━━━ Extracted material

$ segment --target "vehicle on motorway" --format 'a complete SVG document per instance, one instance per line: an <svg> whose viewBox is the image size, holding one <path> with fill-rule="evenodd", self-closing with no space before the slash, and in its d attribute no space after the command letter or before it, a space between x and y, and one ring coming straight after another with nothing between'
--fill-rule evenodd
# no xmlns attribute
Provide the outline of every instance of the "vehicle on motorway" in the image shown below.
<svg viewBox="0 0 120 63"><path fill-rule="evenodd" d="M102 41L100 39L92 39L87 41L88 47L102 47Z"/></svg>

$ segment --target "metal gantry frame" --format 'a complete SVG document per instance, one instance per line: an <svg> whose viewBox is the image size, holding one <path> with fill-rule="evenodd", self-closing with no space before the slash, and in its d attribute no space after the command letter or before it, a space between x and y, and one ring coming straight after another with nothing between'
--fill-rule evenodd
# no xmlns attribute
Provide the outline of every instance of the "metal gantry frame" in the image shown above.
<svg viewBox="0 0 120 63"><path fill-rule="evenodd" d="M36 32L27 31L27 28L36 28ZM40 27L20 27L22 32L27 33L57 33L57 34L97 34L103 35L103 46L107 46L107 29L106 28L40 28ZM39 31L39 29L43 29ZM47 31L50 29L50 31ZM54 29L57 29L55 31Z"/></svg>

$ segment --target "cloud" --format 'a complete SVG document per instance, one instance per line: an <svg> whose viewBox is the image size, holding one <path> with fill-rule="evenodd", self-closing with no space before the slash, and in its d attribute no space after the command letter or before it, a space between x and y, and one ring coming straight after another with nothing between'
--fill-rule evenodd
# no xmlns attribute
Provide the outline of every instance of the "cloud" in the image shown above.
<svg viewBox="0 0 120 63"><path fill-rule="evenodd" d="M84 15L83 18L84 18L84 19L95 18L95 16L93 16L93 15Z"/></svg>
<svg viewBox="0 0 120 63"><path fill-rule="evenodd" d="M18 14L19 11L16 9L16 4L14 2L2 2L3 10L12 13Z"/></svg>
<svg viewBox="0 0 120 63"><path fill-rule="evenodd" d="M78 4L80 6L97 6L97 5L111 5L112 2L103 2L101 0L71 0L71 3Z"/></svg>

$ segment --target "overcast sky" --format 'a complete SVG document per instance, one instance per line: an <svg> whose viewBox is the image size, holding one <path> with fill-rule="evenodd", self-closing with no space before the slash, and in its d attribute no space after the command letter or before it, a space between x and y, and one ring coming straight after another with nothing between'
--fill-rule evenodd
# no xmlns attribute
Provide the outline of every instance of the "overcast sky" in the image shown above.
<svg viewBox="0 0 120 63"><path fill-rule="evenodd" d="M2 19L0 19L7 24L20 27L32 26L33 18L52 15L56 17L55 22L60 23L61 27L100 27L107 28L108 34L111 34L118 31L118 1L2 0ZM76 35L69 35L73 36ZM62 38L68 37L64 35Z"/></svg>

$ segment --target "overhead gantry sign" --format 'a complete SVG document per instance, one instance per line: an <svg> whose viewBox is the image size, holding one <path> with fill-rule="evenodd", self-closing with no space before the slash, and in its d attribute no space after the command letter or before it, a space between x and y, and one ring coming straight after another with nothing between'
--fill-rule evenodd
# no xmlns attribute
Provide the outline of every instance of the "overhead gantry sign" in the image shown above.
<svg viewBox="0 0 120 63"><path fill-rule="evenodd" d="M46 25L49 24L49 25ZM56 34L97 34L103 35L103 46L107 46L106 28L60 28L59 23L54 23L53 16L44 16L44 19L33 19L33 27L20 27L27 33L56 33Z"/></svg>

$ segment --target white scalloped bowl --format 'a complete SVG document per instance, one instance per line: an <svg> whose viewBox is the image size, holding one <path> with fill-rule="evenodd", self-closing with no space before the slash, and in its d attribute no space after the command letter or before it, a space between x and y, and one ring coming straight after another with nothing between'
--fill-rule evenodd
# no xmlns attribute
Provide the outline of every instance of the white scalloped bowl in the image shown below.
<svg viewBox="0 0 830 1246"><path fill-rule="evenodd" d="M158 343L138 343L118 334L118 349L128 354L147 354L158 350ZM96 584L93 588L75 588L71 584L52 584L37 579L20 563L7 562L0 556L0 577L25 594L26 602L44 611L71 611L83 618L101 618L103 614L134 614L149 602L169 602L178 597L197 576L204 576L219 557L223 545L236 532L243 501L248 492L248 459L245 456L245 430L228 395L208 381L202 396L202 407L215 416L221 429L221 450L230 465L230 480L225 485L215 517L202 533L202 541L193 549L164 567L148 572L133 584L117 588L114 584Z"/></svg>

━━━━━━

Please write out the material again, replacing "Provide the outline" with "Give the outline" everywhere it occurs and leaving everything else unchanged.

## Final result
$ segment --target "vehicle on motorway" --format 'a complete SVG document per instance, one instance per line: an <svg> whose viewBox is the image size, holding one <path> with fill-rule="evenodd", self-closing with no space before the slash, and in its d attribute no space after the command letter or before it, a space between x and y, and one ring coming straight after another with nothing between'
--fill-rule evenodd
# no xmlns attribute
Give the outline of every instance of the "vehicle on motorway" in the image shown below.
<svg viewBox="0 0 120 63"><path fill-rule="evenodd" d="M102 41L100 39L92 39L87 41L88 47L102 47Z"/></svg>

$ segment --target "metal gantry frame" --format 'a complete SVG document per instance, one instance per line: an <svg> whose viewBox is the image size, holding one <path> with fill-rule="evenodd", self-closing with no space before the slash, and in its d attribute no space after the command letter or before it, a space between x and y, and one ring coming straight after another with nothing between'
--fill-rule evenodd
# no xmlns attribute
Give the outline of every instance of the "metal gantry frame" in the image shown above.
<svg viewBox="0 0 120 63"><path fill-rule="evenodd" d="M36 32L27 31L27 28L36 28ZM40 27L20 27L22 32L27 33L57 33L57 34L97 34L103 35L103 46L107 46L107 29L106 28L40 28ZM39 31L39 29L43 29ZM47 31L50 29L50 31ZM54 29L57 29L55 31Z"/></svg>

$ segment --target "cloud" --format 'a complete SVG document per instance, one instance per line: an <svg> whose viewBox is the image size, holding one <path> with fill-rule="evenodd", self-closing with no space before the slash, and in its d attribute no space after the command letter or before it, a space between x and y, and one ring coming straight after another with nothing between'
--fill-rule evenodd
# no xmlns attribute
Give the outline of every instance of the "cloud" in the image shown above.
<svg viewBox="0 0 120 63"><path fill-rule="evenodd" d="M84 15L83 18L84 18L84 19L95 18L95 16L93 16L93 15Z"/></svg>
<svg viewBox="0 0 120 63"><path fill-rule="evenodd" d="M18 14L19 11L16 9L16 4L14 2L2 2L3 10L12 13Z"/></svg>
<svg viewBox="0 0 120 63"><path fill-rule="evenodd" d="M78 4L80 6L97 6L97 5L111 5L112 2L103 2L101 0L71 0L71 3Z"/></svg>

$ segment --target "overcast sky" --format 'a complete SVG document per instance, one instance per line: an <svg> whose viewBox is the image size, holding one <path> with fill-rule="evenodd", self-closing with no space before the slash, and in its d attribute no space after the command letter or before it, a space between x and y, and one ring coming straight after another with nothing between'
--fill-rule evenodd
# no xmlns attribute
Give the outline of every instance of the "overcast sky" in the image shown above.
<svg viewBox="0 0 120 63"><path fill-rule="evenodd" d="M2 19L0 19L7 24L20 27L32 26L33 18L52 15L56 17L55 22L60 23L61 27L100 27L107 28L108 34L111 34L118 31L118 1L2 0ZM76 35L69 35L73 36ZM62 38L68 37L64 35Z"/></svg>

$ segment --target "overhead gantry sign" --format 'a complete SVG document per instance, one instance per line: an <svg> whose viewBox is the image size, holding one <path> with fill-rule="evenodd", self-closing with no space before the slash, and in its d attribute no space after the command letter or before it, a space between x and y, and one ring coming straight after another with nothing between'
--fill-rule evenodd
# no xmlns attribute
Give the outline of every instance of the "overhead gantry sign" in the image shown above.
<svg viewBox="0 0 120 63"><path fill-rule="evenodd" d="M46 25L49 24L49 25ZM56 34L97 34L103 35L103 46L107 46L106 28L60 28L59 23L54 23L53 16L44 16L44 19L33 19L33 27L20 27L27 33L56 33Z"/></svg>

$ segment --target white scalloped bowl --format 'a complete SVG document per instance, one instance per line: an <svg> whose viewBox is the image size, holding one <path> with fill-rule="evenodd", self-closing with no space before the slash, and in its d attribute no space after the command letter or before it, a space between x and y, and one ring coming straight after another with nothing between'
--fill-rule evenodd
# no xmlns attribute
Give the outline of every instance of the white scalloped bowl in the image shown below.
<svg viewBox="0 0 830 1246"><path fill-rule="evenodd" d="M158 343L138 343L118 334L118 349L128 354L147 354L158 350ZM96 584L93 588L75 588L71 584L52 584L37 579L20 563L7 562L0 556L0 577L25 594L26 602L44 611L71 611L83 618L101 618L103 614L134 614L149 602L169 602L178 597L197 576L204 576L219 557L223 545L236 532L243 501L248 492L248 459L245 456L245 430L228 395L208 381L202 396L202 407L215 416L221 429L221 450L230 465L230 480L225 485L215 517L202 533L202 541L193 549L164 567L148 572L133 584L117 588L114 584Z"/></svg>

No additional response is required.